---------- Record excerpts ----------

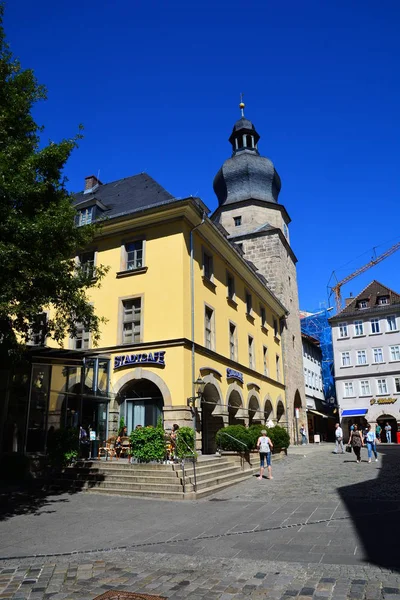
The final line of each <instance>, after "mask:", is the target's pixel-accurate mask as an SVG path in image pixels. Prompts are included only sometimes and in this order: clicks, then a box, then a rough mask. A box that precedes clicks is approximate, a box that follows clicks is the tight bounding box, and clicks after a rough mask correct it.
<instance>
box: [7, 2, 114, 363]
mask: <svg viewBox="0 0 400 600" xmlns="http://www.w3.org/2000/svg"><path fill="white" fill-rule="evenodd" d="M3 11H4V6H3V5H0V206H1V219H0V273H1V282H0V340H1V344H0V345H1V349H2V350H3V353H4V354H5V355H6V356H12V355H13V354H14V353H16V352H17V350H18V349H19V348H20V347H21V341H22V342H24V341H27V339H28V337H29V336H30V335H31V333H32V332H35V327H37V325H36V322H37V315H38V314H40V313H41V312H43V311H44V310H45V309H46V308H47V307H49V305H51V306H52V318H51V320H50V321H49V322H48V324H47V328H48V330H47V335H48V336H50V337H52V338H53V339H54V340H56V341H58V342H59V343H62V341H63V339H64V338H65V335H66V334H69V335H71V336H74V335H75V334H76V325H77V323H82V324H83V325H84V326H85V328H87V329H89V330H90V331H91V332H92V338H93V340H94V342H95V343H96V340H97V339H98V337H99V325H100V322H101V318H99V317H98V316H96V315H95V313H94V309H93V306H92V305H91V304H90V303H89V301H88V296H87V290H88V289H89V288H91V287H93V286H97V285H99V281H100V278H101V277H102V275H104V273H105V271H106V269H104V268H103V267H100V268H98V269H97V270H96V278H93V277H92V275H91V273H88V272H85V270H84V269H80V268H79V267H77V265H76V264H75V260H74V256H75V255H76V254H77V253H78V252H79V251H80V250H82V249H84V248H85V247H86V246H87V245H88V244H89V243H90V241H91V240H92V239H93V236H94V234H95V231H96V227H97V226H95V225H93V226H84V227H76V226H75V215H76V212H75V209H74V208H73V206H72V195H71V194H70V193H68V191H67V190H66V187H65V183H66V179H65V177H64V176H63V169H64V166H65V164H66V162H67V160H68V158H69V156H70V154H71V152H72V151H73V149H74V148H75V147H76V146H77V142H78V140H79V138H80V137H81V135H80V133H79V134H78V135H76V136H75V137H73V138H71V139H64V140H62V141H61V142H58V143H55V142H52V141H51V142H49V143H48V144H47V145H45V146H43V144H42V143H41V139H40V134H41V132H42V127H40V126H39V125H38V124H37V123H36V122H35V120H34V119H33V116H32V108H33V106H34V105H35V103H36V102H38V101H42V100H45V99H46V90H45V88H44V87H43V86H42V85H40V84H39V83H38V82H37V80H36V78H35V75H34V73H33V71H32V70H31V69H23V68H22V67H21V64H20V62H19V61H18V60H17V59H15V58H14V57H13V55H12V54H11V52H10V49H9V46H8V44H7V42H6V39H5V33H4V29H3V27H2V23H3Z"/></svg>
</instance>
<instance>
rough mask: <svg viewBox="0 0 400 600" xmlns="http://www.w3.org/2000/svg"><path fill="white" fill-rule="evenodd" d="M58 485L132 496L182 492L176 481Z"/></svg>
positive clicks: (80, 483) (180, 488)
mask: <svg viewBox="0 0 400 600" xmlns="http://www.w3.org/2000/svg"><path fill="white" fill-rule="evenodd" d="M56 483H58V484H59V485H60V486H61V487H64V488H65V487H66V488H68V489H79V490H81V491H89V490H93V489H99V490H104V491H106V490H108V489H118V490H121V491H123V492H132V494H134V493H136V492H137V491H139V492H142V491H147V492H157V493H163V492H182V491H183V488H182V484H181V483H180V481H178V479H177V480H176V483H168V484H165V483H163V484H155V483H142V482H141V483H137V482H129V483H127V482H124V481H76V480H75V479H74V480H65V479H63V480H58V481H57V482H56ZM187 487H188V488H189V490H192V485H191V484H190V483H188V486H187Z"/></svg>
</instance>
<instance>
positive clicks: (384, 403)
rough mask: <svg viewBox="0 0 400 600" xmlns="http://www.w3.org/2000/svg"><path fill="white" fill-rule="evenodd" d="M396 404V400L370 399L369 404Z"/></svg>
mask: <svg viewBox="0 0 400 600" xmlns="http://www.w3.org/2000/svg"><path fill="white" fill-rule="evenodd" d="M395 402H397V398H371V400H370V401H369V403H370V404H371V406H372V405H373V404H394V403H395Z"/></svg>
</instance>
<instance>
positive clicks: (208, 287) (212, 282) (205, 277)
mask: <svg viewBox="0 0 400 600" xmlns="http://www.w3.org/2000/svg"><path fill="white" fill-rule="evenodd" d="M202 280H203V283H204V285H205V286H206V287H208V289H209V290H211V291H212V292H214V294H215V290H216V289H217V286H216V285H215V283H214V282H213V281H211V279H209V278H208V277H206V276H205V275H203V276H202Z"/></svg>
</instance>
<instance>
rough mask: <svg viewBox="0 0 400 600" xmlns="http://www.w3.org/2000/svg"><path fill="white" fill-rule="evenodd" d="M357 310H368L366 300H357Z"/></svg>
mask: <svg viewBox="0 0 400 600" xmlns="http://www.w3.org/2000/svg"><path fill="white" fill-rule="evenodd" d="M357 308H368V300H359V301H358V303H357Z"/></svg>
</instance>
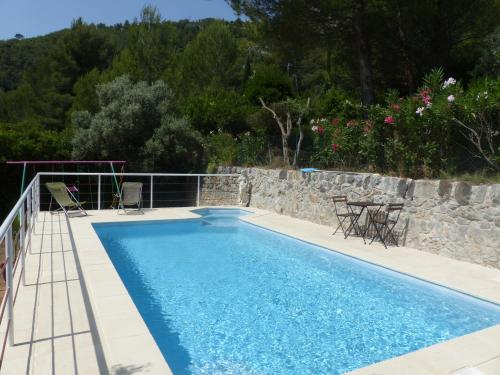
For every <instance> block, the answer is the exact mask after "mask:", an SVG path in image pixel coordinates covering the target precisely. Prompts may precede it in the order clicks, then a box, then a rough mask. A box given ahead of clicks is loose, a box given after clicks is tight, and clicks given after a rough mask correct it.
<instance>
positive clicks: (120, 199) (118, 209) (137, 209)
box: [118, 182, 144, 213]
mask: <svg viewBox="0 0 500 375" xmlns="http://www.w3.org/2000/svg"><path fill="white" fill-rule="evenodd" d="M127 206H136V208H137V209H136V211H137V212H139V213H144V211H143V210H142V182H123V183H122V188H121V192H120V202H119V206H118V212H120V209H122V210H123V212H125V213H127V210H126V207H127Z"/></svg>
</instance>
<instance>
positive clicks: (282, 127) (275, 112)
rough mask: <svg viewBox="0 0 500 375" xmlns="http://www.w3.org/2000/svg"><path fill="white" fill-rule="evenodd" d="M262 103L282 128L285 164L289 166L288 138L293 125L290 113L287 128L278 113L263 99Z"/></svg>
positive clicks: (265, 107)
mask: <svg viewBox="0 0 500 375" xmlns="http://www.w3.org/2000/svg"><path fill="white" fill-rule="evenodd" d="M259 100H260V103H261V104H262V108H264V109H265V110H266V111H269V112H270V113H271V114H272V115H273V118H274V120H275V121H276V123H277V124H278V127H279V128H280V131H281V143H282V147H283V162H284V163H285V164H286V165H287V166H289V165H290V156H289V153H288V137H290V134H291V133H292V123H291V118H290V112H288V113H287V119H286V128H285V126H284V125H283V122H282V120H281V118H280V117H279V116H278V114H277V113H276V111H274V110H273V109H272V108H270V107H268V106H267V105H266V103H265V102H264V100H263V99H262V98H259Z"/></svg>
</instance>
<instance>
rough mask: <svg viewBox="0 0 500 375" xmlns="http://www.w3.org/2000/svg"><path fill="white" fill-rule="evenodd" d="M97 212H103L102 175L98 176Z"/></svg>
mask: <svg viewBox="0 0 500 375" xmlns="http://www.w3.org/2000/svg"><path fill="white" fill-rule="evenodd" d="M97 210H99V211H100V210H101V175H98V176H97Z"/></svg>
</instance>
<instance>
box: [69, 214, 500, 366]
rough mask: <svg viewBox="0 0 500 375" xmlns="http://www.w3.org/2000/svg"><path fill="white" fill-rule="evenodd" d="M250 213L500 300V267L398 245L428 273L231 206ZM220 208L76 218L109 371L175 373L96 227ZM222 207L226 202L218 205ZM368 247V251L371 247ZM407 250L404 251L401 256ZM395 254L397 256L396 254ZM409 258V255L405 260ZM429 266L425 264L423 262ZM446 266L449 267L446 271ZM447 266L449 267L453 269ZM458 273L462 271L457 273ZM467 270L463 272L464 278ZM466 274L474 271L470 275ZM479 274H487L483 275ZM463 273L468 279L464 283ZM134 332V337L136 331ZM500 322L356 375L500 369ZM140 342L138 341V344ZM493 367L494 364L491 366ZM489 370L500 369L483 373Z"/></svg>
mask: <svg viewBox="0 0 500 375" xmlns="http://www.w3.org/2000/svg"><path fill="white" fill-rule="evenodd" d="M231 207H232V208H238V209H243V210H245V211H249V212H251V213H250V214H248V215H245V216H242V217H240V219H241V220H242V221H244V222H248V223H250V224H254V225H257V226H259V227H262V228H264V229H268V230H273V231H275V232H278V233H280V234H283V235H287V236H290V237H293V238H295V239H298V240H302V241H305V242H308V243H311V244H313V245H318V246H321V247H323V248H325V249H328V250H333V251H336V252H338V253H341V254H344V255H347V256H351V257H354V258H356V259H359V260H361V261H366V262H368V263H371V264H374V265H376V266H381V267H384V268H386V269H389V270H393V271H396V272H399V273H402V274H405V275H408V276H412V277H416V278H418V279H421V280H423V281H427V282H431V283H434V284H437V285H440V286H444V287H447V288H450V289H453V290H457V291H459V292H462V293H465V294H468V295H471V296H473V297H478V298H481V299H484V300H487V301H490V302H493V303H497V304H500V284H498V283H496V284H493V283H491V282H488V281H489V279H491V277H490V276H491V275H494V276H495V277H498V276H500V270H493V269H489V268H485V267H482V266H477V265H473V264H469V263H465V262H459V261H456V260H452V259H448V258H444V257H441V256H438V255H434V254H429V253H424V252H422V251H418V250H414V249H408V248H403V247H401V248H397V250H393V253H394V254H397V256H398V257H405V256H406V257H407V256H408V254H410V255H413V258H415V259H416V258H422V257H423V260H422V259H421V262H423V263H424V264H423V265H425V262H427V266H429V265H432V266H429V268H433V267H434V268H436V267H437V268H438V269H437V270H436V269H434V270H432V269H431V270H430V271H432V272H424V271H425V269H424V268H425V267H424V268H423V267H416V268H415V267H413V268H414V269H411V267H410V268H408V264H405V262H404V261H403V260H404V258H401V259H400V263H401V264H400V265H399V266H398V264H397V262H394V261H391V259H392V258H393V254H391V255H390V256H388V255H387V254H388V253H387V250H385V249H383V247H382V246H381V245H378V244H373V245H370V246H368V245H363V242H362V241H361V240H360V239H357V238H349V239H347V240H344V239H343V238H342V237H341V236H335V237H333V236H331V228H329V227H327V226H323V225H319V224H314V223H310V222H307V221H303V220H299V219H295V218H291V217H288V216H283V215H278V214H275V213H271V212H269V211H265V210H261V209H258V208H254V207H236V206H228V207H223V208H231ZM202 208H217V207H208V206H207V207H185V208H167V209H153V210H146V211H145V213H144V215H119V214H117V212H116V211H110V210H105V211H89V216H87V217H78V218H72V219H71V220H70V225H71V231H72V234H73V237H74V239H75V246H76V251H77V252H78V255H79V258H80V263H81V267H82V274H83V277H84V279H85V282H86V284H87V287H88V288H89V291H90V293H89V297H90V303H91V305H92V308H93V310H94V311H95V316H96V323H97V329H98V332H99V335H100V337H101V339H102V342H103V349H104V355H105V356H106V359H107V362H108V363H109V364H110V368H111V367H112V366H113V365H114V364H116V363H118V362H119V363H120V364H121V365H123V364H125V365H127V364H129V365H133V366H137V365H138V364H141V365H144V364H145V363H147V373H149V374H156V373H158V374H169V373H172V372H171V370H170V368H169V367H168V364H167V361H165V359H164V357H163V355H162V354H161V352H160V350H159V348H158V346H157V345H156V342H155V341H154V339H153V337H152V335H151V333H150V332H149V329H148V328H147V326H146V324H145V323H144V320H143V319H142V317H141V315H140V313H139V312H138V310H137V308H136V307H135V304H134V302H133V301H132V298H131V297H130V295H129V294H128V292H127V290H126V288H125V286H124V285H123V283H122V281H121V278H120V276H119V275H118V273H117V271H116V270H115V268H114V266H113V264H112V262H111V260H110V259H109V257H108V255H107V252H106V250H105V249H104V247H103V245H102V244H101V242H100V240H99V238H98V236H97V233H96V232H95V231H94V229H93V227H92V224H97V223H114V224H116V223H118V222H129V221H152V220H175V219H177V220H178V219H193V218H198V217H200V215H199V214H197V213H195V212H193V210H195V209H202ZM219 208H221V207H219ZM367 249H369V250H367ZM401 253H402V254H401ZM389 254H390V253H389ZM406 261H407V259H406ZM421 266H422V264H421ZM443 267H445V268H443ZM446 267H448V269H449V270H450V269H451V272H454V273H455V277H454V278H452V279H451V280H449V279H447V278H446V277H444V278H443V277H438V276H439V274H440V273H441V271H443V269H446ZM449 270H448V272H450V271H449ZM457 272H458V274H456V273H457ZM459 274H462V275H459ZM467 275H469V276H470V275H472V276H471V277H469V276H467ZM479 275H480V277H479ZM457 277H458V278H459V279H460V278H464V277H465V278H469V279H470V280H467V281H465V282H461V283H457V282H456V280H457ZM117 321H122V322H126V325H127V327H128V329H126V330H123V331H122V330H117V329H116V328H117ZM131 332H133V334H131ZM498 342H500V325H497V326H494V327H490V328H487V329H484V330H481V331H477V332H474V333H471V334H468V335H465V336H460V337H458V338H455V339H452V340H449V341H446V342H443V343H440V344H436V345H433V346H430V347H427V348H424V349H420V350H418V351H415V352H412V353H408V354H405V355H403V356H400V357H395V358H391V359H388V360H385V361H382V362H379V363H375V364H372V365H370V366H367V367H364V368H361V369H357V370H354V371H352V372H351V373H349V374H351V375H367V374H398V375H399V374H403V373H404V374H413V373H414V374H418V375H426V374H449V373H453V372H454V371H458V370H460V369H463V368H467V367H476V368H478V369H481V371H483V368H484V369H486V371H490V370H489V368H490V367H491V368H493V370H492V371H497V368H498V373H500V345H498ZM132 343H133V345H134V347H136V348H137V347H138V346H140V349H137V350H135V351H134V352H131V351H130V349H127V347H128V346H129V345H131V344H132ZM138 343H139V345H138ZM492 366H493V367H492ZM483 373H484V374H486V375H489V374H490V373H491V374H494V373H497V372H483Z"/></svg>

----------

* _What you need to do_
Repeat the listing verbatim from its start through the line holding "box: [7, 2, 114, 363]", inclusive, omitting the pictures.

* _Result for this task_
The final line of each <instance>, after "mask:", is the target's pixel-accurate mask as an SVG path in image pixels. Prompts are included only sometimes and in this order: clicks, then a box, then a rough mask. A box that precedes clicks is approximate, a box that follows clicks is the tight bounding box, and clicks after a rough mask correct it.
<instance>
box: [7, 2, 114, 363]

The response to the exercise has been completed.